**REQUIRED ACTION**
After locating the line that contains "I would be grateful for your help identifying the white window" in the data below, set down exactly that line and each one after it through the line that contains "like (89, 57).", and nothing more.

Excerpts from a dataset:
_ _ _ _
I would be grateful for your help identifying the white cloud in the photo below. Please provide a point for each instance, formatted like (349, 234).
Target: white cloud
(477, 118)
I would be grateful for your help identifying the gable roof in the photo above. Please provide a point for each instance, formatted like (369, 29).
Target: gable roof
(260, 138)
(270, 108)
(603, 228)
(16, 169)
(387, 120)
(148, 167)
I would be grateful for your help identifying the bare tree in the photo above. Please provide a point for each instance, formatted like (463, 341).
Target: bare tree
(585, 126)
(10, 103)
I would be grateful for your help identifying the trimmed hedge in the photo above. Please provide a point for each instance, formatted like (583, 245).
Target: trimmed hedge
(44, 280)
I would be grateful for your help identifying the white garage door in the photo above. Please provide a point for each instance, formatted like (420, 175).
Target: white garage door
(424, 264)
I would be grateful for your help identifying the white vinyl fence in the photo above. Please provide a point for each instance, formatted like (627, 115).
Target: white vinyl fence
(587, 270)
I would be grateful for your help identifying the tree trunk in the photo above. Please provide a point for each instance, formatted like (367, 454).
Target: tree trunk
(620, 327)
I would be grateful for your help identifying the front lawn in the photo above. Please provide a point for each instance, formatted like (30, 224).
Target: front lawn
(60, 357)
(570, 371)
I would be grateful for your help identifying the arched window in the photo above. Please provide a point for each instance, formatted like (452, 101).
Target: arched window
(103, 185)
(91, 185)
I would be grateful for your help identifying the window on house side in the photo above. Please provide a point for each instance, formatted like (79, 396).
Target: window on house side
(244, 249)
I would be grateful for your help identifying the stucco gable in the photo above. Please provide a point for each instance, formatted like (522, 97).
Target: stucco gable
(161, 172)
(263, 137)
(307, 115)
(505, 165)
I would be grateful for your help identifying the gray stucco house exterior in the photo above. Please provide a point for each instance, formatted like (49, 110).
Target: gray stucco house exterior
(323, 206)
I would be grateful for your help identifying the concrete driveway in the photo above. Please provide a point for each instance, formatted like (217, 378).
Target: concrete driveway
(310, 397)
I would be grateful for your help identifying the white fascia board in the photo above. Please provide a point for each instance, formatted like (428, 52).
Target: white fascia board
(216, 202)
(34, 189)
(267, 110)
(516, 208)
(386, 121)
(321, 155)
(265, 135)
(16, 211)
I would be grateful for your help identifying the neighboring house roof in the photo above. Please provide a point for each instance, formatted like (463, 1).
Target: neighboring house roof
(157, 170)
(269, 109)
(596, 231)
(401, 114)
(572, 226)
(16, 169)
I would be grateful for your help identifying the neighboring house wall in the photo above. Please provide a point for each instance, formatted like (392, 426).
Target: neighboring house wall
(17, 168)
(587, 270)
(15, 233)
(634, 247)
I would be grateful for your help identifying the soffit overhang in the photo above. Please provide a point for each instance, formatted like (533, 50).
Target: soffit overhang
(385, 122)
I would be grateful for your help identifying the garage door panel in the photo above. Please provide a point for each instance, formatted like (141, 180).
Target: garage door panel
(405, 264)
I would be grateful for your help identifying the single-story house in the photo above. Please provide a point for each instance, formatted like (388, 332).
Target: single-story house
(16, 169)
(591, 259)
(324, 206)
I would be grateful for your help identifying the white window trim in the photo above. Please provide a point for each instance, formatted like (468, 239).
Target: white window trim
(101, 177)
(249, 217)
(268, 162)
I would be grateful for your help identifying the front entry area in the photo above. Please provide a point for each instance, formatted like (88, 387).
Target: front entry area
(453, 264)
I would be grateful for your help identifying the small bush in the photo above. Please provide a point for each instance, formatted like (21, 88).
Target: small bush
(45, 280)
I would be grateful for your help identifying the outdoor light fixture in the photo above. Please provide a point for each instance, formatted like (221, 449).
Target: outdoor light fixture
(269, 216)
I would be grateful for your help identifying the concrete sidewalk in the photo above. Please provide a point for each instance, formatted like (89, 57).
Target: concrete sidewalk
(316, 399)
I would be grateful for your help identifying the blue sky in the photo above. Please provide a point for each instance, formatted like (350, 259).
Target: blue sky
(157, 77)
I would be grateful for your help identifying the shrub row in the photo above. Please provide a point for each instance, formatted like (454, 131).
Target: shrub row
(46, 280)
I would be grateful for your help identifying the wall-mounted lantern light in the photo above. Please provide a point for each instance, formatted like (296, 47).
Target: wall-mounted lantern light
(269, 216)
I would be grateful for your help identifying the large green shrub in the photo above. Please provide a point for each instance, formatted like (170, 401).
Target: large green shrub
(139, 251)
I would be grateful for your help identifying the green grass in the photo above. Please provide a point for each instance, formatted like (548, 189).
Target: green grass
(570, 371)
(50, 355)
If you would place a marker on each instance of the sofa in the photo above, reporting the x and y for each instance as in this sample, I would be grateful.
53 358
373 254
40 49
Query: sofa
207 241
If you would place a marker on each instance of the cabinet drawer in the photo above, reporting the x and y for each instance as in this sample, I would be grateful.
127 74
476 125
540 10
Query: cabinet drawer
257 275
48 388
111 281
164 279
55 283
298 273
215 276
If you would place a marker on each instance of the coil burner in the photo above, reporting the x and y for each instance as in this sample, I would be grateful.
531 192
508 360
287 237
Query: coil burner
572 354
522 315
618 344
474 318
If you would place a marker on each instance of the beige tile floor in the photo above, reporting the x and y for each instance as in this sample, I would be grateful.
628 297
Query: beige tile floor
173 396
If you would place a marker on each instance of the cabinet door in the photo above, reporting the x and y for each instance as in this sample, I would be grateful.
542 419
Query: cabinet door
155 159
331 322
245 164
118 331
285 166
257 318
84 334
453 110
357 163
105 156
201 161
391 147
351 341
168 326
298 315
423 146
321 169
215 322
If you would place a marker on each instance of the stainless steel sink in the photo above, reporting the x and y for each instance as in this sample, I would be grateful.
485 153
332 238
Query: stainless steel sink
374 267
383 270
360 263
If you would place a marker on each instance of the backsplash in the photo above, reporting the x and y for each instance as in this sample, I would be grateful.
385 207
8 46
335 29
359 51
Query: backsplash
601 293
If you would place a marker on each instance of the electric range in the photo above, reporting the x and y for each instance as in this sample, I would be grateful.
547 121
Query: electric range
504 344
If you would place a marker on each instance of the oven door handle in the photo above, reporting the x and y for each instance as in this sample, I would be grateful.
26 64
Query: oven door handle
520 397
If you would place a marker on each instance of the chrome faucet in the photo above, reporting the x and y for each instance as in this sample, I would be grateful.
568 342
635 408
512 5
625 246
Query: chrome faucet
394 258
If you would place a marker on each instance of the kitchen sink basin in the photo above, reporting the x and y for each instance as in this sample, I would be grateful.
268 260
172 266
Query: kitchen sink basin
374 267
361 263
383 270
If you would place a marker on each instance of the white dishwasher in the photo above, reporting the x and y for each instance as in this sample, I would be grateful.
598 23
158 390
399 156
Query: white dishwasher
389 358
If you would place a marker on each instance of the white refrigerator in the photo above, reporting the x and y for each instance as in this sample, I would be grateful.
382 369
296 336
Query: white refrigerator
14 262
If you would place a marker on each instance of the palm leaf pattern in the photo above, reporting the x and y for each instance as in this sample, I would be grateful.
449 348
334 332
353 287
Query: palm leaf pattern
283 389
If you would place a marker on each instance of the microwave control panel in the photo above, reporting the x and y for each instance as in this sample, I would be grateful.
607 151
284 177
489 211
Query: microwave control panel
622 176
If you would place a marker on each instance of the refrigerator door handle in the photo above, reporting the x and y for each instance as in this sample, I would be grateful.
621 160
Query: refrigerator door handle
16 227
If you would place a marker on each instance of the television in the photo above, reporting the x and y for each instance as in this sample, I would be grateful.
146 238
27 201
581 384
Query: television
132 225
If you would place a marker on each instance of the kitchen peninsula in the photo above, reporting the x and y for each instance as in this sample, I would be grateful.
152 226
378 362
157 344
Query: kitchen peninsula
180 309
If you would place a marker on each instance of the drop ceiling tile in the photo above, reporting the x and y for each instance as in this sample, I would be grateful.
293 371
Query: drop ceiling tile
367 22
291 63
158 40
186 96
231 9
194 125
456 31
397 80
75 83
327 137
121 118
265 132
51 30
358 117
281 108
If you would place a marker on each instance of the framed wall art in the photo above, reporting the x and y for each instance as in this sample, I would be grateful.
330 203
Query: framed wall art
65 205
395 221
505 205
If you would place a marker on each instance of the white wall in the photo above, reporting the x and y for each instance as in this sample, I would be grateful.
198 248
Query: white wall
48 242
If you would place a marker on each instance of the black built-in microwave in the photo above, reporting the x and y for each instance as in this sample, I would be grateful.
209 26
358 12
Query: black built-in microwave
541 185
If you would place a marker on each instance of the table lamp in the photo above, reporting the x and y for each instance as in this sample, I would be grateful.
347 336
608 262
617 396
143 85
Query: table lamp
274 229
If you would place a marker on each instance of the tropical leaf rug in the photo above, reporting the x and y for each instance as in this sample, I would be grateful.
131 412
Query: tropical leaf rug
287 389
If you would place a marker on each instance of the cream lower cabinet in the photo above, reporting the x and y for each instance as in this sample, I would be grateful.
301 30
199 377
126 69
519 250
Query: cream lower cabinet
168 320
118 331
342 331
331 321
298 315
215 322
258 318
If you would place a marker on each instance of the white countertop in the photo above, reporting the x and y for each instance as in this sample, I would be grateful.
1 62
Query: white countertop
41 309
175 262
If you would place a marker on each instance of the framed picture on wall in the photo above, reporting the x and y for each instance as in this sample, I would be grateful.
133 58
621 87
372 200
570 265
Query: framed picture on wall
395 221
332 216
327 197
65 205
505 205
_ _ _ _
**ANSWER TO THIS PROBLEM**
I would be grateful for your help identifying the white window trim in the photo above. Please provide a point for each instance, formatted like (468, 239).
Target: white window trim
(101, 177)
(249, 217)
(268, 162)
I would be grateful for your help identifying the front entry area in the photo above. Please provide a point for each instance, formatted like (88, 387).
Target: front entry area
(453, 264)
I would be grateful for your help identifying the small bush in the photo above. Please provide a point for each instance, formatted like (21, 88).
Target: small bush
(45, 280)
I would be grateful for your help identifying the outdoor light fixture in the photo above. Please provide a point for each instance, formatted like (221, 449).
Target: outdoor light fixture
(269, 216)
I would be grateful for your help identifying the concrete sidewalk in the photo above. Please provide a point for each instance, formatted like (89, 57).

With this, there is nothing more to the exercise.